TASK PROMPT:
Every record that follows must be duplicated exactly, with images left out.

┌────────

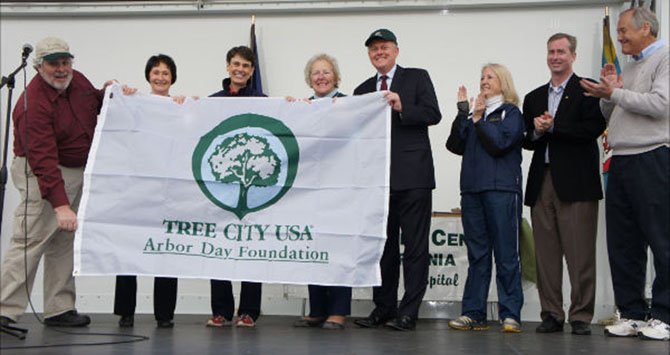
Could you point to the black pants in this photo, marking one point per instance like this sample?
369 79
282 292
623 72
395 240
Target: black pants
165 296
409 211
637 208
223 301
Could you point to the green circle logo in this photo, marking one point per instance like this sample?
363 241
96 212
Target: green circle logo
246 163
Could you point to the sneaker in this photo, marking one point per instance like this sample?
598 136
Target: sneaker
655 330
68 319
126 321
510 326
624 328
218 321
467 323
245 321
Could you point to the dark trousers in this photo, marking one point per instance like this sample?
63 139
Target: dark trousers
223 301
165 296
491 222
637 209
565 229
409 211
327 301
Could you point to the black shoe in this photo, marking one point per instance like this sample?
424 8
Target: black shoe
401 323
5 321
550 325
332 325
580 328
68 319
126 321
372 321
309 323
164 324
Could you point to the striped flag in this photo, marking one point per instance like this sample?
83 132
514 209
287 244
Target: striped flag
609 51
256 83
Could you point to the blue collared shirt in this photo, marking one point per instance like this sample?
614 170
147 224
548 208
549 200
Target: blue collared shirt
389 78
649 50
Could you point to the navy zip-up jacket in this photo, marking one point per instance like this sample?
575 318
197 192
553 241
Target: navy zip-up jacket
491 149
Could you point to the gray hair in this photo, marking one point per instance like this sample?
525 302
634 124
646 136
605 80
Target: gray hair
322 56
642 15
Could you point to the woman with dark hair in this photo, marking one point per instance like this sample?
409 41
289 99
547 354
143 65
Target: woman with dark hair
160 72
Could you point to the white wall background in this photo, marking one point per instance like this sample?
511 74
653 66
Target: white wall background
451 45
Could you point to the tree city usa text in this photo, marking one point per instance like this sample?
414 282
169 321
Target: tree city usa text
236 233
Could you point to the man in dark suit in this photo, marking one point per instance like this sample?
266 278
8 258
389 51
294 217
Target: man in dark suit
411 95
563 188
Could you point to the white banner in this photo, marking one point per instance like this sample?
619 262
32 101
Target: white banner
255 189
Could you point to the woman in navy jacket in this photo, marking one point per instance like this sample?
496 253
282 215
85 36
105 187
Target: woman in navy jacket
328 305
489 139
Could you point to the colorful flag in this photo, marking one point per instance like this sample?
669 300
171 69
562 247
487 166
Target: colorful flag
609 50
256 82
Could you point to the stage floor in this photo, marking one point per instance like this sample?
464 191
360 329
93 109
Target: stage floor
276 335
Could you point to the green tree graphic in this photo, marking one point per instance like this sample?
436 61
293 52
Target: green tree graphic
247 160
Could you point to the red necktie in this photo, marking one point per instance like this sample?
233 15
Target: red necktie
384 86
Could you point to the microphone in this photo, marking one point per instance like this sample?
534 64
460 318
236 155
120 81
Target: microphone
27 49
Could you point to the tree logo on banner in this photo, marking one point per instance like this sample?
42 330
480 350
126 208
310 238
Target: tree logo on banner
246 163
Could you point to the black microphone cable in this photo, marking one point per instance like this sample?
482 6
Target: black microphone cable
24 223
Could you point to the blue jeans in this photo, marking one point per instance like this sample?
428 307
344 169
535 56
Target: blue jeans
491 221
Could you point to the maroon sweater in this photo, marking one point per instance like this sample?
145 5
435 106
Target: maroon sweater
57 129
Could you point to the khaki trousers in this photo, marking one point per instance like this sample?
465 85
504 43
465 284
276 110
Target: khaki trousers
565 229
36 234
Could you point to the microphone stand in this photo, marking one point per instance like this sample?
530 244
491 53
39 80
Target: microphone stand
9 81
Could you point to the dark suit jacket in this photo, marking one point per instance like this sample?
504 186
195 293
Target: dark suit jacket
411 154
573 149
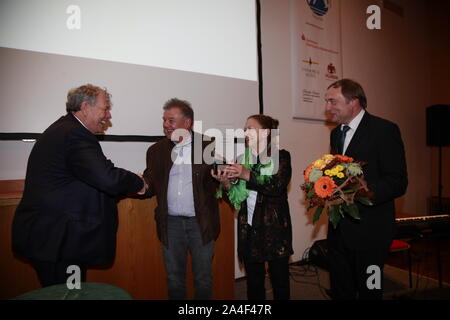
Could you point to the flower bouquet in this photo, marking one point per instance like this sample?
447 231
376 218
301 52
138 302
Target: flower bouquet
334 183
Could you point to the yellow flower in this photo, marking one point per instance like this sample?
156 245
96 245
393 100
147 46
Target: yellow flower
319 164
328 157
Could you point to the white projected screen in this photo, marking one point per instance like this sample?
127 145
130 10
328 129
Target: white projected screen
206 36
143 51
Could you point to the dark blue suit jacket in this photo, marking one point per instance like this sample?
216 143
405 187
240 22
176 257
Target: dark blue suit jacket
377 142
68 210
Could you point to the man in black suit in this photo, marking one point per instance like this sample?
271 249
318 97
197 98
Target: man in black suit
358 248
68 212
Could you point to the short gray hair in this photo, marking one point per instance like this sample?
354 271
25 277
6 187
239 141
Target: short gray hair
88 93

└────────

CORRECT OUTPUT:
Could you point to the black pants in this photo, marking one point per instance like this sample?
369 79
282 292
623 72
395 240
Target: black pants
165 296
409 211
637 208
223 301
Could you point to the green circle logo in this photo, marking one point per instance like this sample?
363 241
96 212
Target: green circle logo
246 163
Could you point to the sneaker in this photo, marking one point per instance like this sample?
598 136
Target: sneaker
655 330
68 319
126 321
510 326
624 328
218 321
467 323
245 321
Could you point to the dark trousers in this photo, marking one point per instance like this sample?
63 139
Target: dark trousers
223 301
165 296
491 222
637 209
565 229
409 211
327 301
Could you point to the black shoe in this photo, marking one point per instance like this sample?
424 8
Target: black shoe
401 323
5 321
550 325
332 325
580 328
68 319
126 321
372 321
309 323
164 324
Could you point to the striped flag in this photo, marking one point per instance like this sample?
83 132
514 209
287 244
Target: striped flag
609 51
256 83
Could you point to the blue collared shirt in this photo, marking one point per instance like this sample?
614 170
147 224
548 208
549 200
Target: blue collared shirt
389 78
649 50
Could you point to the navy zip-up jacket in this photo, marking one point per instance like this sample?
575 318
197 192
553 241
Target: navy zip-up jacket
491 149
Could you point to the gray hair in this photo, marking one point per instance like this sample?
525 302
634 124
646 136
605 80
Target: gray hair
322 56
642 15
Could you point to the woman with dark hair in this photo, marking one point per instance like this sample?
409 41
289 99
547 354
143 65
Target: woman with dark hair
160 72
Could you point to the white wall background in this photo, marking one point per instance like this sample?
511 74
653 66
Target: white wall background
451 45
Could you point to the tree city usa text in this photo, marking one point per instance like this sample?
414 282
169 321
Target: tree city usa text
236 233
Could you point to the man in dark suit in this photo, marking one point per instance like this sample?
266 278
8 258
389 51
294 217
Target: man in dark suit
411 95
563 188
Could you point to the white banner in this photo, marking one point per instance like this sample?
619 262
32 101
Target: white banner
255 189
Could you point to the woman in navy jacket in this photo, marking one point per instance like this sample?
496 253
282 215
85 36
105 187
Target: woman in navy jacket
328 305
489 139
Could you point to the colorful flag in this photo, marking one point per instance like this sample?
669 300
171 69
562 247
487 166
Target: colorful flag
609 50
256 82
Could you point to the stage floor in this photo, marking one point per instance like this sample?
464 191
360 329
93 109
Target: stage floor
276 335
Could you point to the green tree graphic in this photo, marking one point per instance like this sample?
436 61
293 52
Target: green tree graphic
247 160
Could you point to the red necktie in this photo, marking one point per instance like this sample?
233 15
Target: red necktie
384 86
Could you point to the microphone in this photo, marking one point per instance like this sample?
534 64
460 318
236 155
120 81
Target: microphone
27 49
Could you point to the tree logo on banner in this photo, marking one point per instance like this sample?
42 330
480 350
126 208
310 238
Target: tree logo on banner
246 163
Could you point to the black microphone cable in this photo, marking one point per instance like this sample?
482 6
Target: black microphone cable
24 223
Could you point to the blue jeans in this photo, marking one point per instance like this sample?
428 307
344 169
535 56
Target: blue jeans
491 221
Could you point to the maroon sweater in this photo, marking one point per instance like this sample?
145 5
435 106
Target: maroon sweater
57 129
Could you point to the khaki trousers in this photo, marking one point per instance like this sample?
465 85
504 43
465 284
276 110
Target: khaki trousers
565 229
36 234
Could you point to the microphone stand in this photo, marking one point per instance like this sample?
530 244
491 53
39 80
Target: microphone stand
9 81
Could you point to the dark suit jacket in this photo, marking one point per instance like this sample?
504 186
195 293
Target: dark suit jacket
411 154
573 149
Could you point to the flower bouquet in this photo, marking one point per instance like this sample?
447 231
376 218
301 52
138 302
Target: flower bouquet
334 183
Could you point to the yellow flower in this photo, marking one point per instance like this sample?
156 245
96 245
393 100
147 46
Target: yellow flower
319 164
328 157
Could you point to the white projected screen in this photo, marking one point per instance like this sample?
127 145
130 10
328 129
Target: white projected screen
206 36
143 51
Could you point to the dark blue suit jacket in this photo, marking one point per instance like this sample?
216 143
405 187
240 22
176 257
Target: dark blue suit jacket
377 142
68 210
Could you point to the man in black suit in this photo, marking one point per instance like this sample?
271 249
318 97
197 98
Target: man in black suit
358 248
68 212
Could you point to the short gray hair in this photo, marking one point per instance like this sample?
354 271
25 277
6 187
239 141
Target: short gray hair
88 93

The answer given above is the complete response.